----- RECORD SET
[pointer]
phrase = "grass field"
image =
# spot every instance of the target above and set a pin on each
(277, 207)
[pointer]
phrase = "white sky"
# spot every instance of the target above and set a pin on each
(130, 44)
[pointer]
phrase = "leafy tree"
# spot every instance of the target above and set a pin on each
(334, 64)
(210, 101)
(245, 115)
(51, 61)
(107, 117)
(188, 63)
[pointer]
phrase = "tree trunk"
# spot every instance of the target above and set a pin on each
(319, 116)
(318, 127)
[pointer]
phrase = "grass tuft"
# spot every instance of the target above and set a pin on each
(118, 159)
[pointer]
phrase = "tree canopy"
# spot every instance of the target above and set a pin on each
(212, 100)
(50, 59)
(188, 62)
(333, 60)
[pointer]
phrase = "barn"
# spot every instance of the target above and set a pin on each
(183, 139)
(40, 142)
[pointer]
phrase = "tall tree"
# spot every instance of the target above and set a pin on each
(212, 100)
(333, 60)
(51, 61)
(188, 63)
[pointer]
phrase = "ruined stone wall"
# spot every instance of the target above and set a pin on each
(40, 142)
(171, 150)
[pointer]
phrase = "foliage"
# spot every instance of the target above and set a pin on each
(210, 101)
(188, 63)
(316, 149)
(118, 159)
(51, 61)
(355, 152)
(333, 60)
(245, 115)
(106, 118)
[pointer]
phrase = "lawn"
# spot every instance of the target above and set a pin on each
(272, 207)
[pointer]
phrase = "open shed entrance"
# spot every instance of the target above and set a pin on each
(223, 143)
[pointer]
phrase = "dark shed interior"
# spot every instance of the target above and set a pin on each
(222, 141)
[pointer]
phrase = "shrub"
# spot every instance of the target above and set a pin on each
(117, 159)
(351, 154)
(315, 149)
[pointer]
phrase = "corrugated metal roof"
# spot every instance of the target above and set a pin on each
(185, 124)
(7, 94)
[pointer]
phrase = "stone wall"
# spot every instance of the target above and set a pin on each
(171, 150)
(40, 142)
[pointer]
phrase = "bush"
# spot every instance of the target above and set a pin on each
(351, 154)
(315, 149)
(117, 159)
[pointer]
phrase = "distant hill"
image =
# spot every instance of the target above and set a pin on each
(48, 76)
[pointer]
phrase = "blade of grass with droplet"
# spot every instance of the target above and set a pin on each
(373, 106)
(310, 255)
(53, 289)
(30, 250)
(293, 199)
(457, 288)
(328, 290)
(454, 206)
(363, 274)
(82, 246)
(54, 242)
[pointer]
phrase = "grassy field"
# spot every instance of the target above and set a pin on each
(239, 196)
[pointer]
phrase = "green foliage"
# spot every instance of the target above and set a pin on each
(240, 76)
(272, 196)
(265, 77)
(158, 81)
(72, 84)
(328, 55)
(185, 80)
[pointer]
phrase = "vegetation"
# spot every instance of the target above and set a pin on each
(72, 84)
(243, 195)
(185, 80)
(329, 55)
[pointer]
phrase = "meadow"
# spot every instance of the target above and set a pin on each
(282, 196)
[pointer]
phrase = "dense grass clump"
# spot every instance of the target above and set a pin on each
----------
## INSTRUCTIONS TO FOLLOW
Word for word, quote all of the data above.

## RESULT
[pointer]
phrase = "grass field"
image =
# spot every instance of the target above and set a pin on each
(277, 207)
[pointer]
phrase = "white sky"
# spot every instance of the target above and set a pin on each
(130, 44)
[pointer]
phrase = "leafy tree"
# spot every instance of the target above and set a pin on each
(334, 64)
(210, 101)
(245, 115)
(51, 61)
(107, 117)
(188, 63)
[pointer]
phrase = "tree trunk"
# spot every instance of the target above and set a pin on each
(319, 116)
(318, 127)
[pointer]
phrase = "grass tuft"
# spot every instance of the target above and set a pin on each
(118, 159)
[pointer]
phrase = "tree canopy"
# spot every instance of the target above and set a pin on each
(212, 100)
(50, 59)
(188, 62)
(333, 60)
[pointer]
phrase = "barn"
# spot every instance of the target above and set a pin on each
(183, 139)
(40, 142)
[pointer]
phrase = "tall tree"
# spot every instance of the target above and set a pin on each
(212, 100)
(333, 60)
(51, 61)
(188, 63)
[pointer]
phrase = "ruined stone wall"
# spot every instance of the target above and set a pin on each
(40, 142)
(171, 150)
[pointer]
phrase = "foliage"
# spot every instance of the target above and set a pin on each
(210, 101)
(188, 63)
(316, 149)
(118, 159)
(51, 61)
(355, 152)
(333, 60)
(245, 115)
(106, 118)
[pointer]
phrase = "lawn"
# spot every instance of the target above and set a pin on each
(272, 207)
[pointer]
phrase = "open shed entrance"
# spot every instance of the target above and set a pin on each
(223, 143)
[pointer]
phrase = "dark shed interior"
# spot every instance of the target above and set a pin on each
(222, 141)
[pointer]
phrase = "shrub"
# spot every instance of the target above and set a pin on each
(117, 159)
(351, 154)
(315, 149)
[pointer]
phrase = "corrugated metal roof"
# spot every instance of the target above and set a pin on each
(185, 124)
(7, 94)
[pointer]
phrase = "stone wall"
# spot every instance of the target above and set a pin on each
(171, 150)
(40, 142)
[pointer]
phrase = "bush"
# spot every instance of the target above and set a pin on each
(351, 154)
(315, 149)
(117, 159)
[pointer]
phrase = "distant hill"
image =
# spot every instance of the target above and set a pin on each
(48, 76)
[pointer]
phrase = "blade of grass with droplet"
# spot every instance of the target above and set a pin on each
(373, 106)
(310, 255)
(53, 289)
(30, 250)
(293, 199)
(457, 288)
(328, 290)
(454, 206)
(363, 274)
(82, 246)
(54, 242)
[pointer]
phrase = "grassy field"
# spot every instance of the target above and set a pin on each
(239, 196)
[pointer]
phrase = "green foliage"
# spot every instance of the target above and set a pin on each
(240, 76)
(272, 196)
(265, 77)
(158, 81)
(72, 84)
(328, 55)
(185, 80)
[pointer]
phrase = "vegetation"
# spot every instance of the target above and set a pin on each
(72, 84)
(243, 195)
(185, 80)
(329, 55)
[pointer]
phrase = "meadow"
# spot every instance of the target above and set a pin on each
(282, 196)
[pointer]
phrase = "dense grass clump"
# spot every instance of the target above and set a pin on each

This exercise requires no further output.